[Start Text excerpt]

Further, the SEC neither contends that Defendants had a preexisting relationship with Fortress or Softbank from which one could infer that a tip had been given, nor identifies any contact between Defendants and an alleged tipper. The SEC also does not allege facts that suggest Defendants had knowledge of the events that took place before the Announcement. "In the absence of these allegations or any other allegations supporting a link between . . . Defendants and a tipper, the SEC has failed to meet the Rule 9(b) standard requiring particularized facts[.]" Id. Accordingly, the SEC's argument that it has identified a limited pool of tippers fails.
The SEC has also failed to plead facts from which one could infer the requisite state of mind—scienter. The facts, as alleged, do not support an inference that a tip was given. Even if the facts did support an inference that a tip was given, however, the SEC fails to plead any facts that such a tip was made in violation of a fiduciary duty or that Defendants knew or should have known about that violation. Although the FAC contains factual allegations about the confidentiality of the Announcement and the efforts Fortress and SoftBank made to keep the Announcement secret, without more, the FAC does not survive dismissal.
[T]he SEC asks the Court to infer that someone tipped . . . Defendants about the [Announcement,] and on that basis, to infer that the tipper was deceptively breaching a fiduciary duty, then on that basis, to infer that . . . Defendants knew or were reckless in not knowing that the tip (whatever its content) consisted of material nonpublic information, and that Defendants knew or should have known that the tipper (whoever she was) breached a fiduciary duty by passing on the tip. Piling inference upon inference in this way does not provide the requisite strong support for the inference that . . . Defendants acted with scienter.Id. at 253 (citing Turkish v. Kasenetz, 27 F.3d 23, 28 (2d Cir. 1994); SEC v. Unifund SAL, 910 F.2d 1028, 1041 (2d Cir. 1990), denying reh'g, 917 F.2d 98 (2d Cir. 1990)).

[End Text excerpt]

Exercise instructions —
a - Please quote the court opinion excerpt between "The SEC has also" and "not survive dismissal.", inclusive.
b - In the court opinion excerpt, list each reporter citation (volume, reporter abbreviation, and first page) that appears in the final parenthetical.

[Start Records supplied]

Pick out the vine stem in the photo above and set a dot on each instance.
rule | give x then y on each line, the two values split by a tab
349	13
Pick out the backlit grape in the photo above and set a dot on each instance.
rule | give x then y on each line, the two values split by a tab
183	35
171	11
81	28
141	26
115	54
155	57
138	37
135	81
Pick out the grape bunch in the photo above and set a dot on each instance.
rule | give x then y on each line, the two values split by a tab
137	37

[End Records supplied]
[Start Records supplied]

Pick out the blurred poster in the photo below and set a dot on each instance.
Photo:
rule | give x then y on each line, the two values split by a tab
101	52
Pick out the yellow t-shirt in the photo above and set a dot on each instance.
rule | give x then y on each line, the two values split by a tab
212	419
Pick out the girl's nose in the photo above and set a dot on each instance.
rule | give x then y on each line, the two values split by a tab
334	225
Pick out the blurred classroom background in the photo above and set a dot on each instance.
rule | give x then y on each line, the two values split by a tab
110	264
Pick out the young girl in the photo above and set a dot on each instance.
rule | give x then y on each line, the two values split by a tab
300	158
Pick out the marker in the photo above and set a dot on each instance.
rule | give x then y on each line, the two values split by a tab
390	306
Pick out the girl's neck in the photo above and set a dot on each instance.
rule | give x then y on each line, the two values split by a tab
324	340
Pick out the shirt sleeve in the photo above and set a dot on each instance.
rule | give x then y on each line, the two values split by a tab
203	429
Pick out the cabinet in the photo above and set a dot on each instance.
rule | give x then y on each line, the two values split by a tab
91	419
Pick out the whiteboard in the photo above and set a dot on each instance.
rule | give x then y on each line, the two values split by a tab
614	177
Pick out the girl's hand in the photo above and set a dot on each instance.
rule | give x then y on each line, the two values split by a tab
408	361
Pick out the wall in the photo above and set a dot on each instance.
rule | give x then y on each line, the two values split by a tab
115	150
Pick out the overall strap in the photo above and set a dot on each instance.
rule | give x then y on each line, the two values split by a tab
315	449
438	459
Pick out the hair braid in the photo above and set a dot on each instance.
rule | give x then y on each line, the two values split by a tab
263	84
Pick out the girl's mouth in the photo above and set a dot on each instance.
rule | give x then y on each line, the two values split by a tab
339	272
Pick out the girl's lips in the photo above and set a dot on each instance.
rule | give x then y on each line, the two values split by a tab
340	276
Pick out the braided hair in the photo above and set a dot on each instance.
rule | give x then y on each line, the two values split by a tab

[End Records supplied]

Problem solutions —
a -
The SEC has also failed to plead facts from which one could infer the requisite state of mind—scienter. The facts, as alleged, do not support an inference that a tip was given. Even if the facts did support an inference that a tip was given, however, the SEC fails to plead any facts that such a tip was made in violation of a fiduciary duty or that Defendants knew or should have known about that violation. Although the FAC contains factual allegations about the confidentiality of the Announcement and the efforts Fortress and SoftBank made to keep the Announcement secret, without more, the FAC does not survive dismissal.

b -
27 F.3d 23
910 F.2d 1028
917 F.2d 98